2015-03-20 08:00:00 | 映画


第二次世界大戦を2年早く終わらせ、1400万人の命を救ったといわれる男がいた。アラン・チューリングという天才数学者であり、彼は時代に翻弄された悲劇の英雄である。

毎年この時期は、洋画のゴールドラッシュだ。前年北米で公開され、好評を得た映画たちが堰を切ったように日本市場になだれ込む。映画ファンとしては春の陽気とともにテンションが上がる。で、今年の重要タイトルである「イミテーション・ゲーム」を観た。想定外に娯楽性があって、胸に響くドラマだった。期待を上回る傑作。見終わって「これってラブストーリーじゃないか・・・」と余韻に浸る。

第二次世界大戦中、ナチスが攻勢を強めるなか 、解読不可能とされたナチスの通信暗号「エニグマ」の解読に挑む英国チームを描く。そのチームの中心にいるのが、自らを「世界一の数学者」と豪語するアラン・チューリングだ。彼は後からチームに加わった後輩だったが、結果を出さないチームの現状をみて、力業でチームの指揮権を奪う。チームの爪弾き者として衝突するが、周りのメンバーの感情はお構いなし。彼の目の前にあるのは「エニグマ解読」という目標達成だけだ。実際にその達成までのビジョンを描けていたのは彼しかいなかった。そしてエニグマというマシンに対抗する、手製のオリジナルマシンの開発に心血を注いでいく。

戦争の終結に多大な影響を及ぼした「エニグマ解読」。それは知られざる重大な史実だった。本作はその全 容を描くとともに、解読に挑んだチームの人間模様、そしてその渦中にいたチューリングの人物像に深く迫る。

まず、本作を観て感じたのは抜群のわかりやすさだ。数学、暗号解読といったとっつきにくいテーマを扱うにも関わらず、とても内容が明確でわかりやすいのだ。状況説明を代弁する登場人物たちの会話は、比喩やユーモアを交えて端的に発せられるため、観ているこっちの理解浸透が早い。チューリングを軸に3つの時代を交差させながら進むストーリー構成も、一見複雑なのだが違和感なく理解できる。このテの映画にありがちな置いてきぼりを食らうことはなく、物語の波に気持ちよく乗っていける。お見事だ。

* **データ内容**:
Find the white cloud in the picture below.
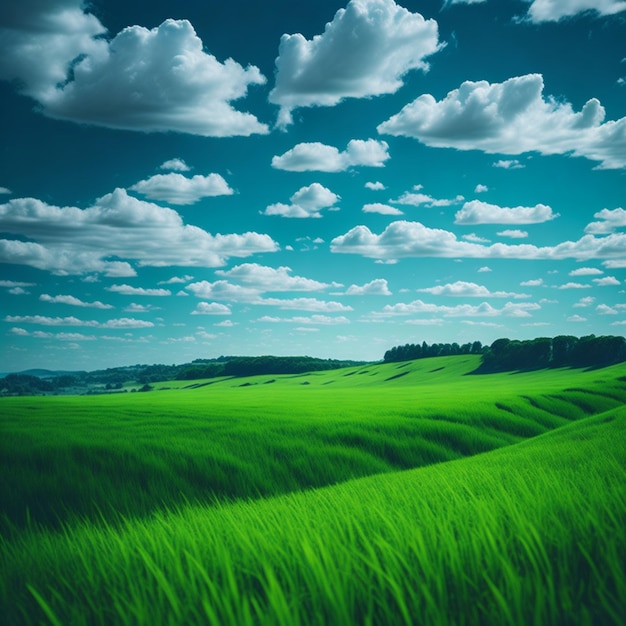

* **課題**:
映画「イミテーション・ゲーム」の評論を、最後の文の後から書き進めること。 ここにある素材は、この作業では使わない。

* **解答**:
当時、アメリカ、旧ソ連など、世界の強国が挑んだエニグマ解読だったが 、「デジタル」なんて言葉すら存在しない時代、その解読パターンは159000000000000000000(0が18個)通りという天文学的なもの。解読は不可能とされた。解読チームのメンバーは、チェス、クロスワードの達人などで構成され、彼らは誰もが解けない問題を自らの頭脳でクリアすることに喜びを得る人種である。その志向の延長で始まった挑戦は彼らにとってはいわば「ゲーム」。しかしエニグマという最強王者に打ちのめされる日々のなかで、その目的は次第に変わっていく。「敵はナチスではなく、時間」という言葉が秀逸だ。映画はその解読への挑戦過程をスリリングかつ、ダイナミックに描く。この筆致が、ワクワクして堪らない。終盤のクライマックスでは登場キャラの心理と完全に同化し、ボルテージが一気 に上がった。物語のリズムを使い分けることで、強い引力を生み出して観る者を離さない。このあたりは演出のなせる業か。本作が英語映画デビューとなるモルテン・ティルダムがオスカー監督賞にいきなり候補入りされたことにも納得だ。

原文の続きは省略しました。